Can you retype only the lines from the one with "[locate] lawn (give" through the final line of the material, exactly as given?

┌─ Provided records

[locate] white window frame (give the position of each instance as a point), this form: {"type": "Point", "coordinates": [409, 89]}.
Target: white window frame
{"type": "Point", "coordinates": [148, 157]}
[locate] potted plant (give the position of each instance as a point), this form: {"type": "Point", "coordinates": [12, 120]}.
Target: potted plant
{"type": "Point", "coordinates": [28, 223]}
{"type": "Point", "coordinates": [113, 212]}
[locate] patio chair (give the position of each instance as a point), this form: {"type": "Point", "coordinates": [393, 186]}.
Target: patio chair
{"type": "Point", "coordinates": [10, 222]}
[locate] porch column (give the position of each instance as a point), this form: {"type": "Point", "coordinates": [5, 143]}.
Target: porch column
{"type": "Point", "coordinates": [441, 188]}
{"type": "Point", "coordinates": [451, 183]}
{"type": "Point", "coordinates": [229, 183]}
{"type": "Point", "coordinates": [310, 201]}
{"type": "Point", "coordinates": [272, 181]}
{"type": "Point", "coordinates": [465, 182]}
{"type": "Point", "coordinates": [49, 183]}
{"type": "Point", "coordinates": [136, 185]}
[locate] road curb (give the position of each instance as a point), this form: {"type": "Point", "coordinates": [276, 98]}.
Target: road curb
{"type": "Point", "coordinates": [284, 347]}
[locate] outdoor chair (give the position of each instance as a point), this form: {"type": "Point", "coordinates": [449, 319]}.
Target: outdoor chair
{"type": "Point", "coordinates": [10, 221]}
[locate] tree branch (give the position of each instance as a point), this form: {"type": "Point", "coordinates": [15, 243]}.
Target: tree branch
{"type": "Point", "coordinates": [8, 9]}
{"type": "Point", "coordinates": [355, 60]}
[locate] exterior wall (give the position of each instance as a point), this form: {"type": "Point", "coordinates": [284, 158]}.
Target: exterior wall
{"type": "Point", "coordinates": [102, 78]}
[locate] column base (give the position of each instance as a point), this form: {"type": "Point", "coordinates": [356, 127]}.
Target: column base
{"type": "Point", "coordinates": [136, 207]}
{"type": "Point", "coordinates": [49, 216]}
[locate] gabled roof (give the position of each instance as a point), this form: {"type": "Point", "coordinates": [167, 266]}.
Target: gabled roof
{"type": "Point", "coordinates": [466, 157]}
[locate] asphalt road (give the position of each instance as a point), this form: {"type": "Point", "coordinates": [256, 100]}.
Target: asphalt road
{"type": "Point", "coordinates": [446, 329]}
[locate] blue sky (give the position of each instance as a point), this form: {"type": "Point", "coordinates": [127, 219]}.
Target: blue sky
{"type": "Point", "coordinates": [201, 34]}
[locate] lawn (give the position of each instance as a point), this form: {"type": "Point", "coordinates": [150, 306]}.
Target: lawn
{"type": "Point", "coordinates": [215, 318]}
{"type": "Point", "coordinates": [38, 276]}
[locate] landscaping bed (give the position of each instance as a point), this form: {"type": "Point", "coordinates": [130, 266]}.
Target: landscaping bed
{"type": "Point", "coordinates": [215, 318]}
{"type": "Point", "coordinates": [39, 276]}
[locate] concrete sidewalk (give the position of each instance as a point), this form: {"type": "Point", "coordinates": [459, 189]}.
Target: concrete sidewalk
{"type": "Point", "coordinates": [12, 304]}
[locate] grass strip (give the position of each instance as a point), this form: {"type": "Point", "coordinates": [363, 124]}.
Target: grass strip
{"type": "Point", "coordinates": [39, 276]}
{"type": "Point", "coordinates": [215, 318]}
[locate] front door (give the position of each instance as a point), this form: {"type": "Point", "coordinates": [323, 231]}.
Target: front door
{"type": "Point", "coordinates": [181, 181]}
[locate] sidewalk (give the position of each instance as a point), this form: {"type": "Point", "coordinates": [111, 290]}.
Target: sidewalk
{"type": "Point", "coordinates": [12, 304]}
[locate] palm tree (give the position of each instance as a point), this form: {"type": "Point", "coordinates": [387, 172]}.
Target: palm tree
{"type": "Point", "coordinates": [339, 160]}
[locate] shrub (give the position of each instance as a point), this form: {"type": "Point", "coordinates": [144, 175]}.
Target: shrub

└─

[Response to this task]
[locate] lawn (give the position of each instance as a point), this form: {"type": "Point", "coordinates": [150, 306]}.
Target: lawn
{"type": "Point", "coordinates": [215, 318]}
{"type": "Point", "coordinates": [38, 276]}
[locate] landscaping bed (give the position of each instance as a point), this form: {"type": "Point", "coordinates": [130, 266]}.
Target: landscaping bed
{"type": "Point", "coordinates": [215, 318]}
{"type": "Point", "coordinates": [39, 276]}
[locate] concrete sidewalk (give the position of each instance as a point), this form: {"type": "Point", "coordinates": [459, 189]}.
Target: concrete sidewalk
{"type": "Point", "coordinates": [12, 304]}
[locate] grass strip (give the position of each instance as a point), this form: {"type": "Point", "coordinates": [363, 124]}.
Target: grass strip
{"type": "Point", "coordinates": [39, 276]}
{"type": "Point", "coordinates": [215, 318]}
[locate] front door (give the position of each instance as a point), this form: {"type": "Point", "coordinates": [323, 231]}.
Target: front door
{"type": "Point", "coordinates": [181, 181]}
[locate] sidewalk (give the position of each instance as a point), this form: {"type": "Point", "coordinates": [111, 290]}.
Target: sidewalk
{"type": "Point", "coordinates": [12, 304]}
[locate] palm tree (give the position of each instance as a point), this form: {"type": "Point", "coordinates": [387, 172]}.
Target: palm tree
{"type": "Point", "coordinates": [339, 160]}
[locate] shrub (give the position of each instance as a point), this form: {"type": "Point", "coordinates": [144, 175]}.
Target: shrub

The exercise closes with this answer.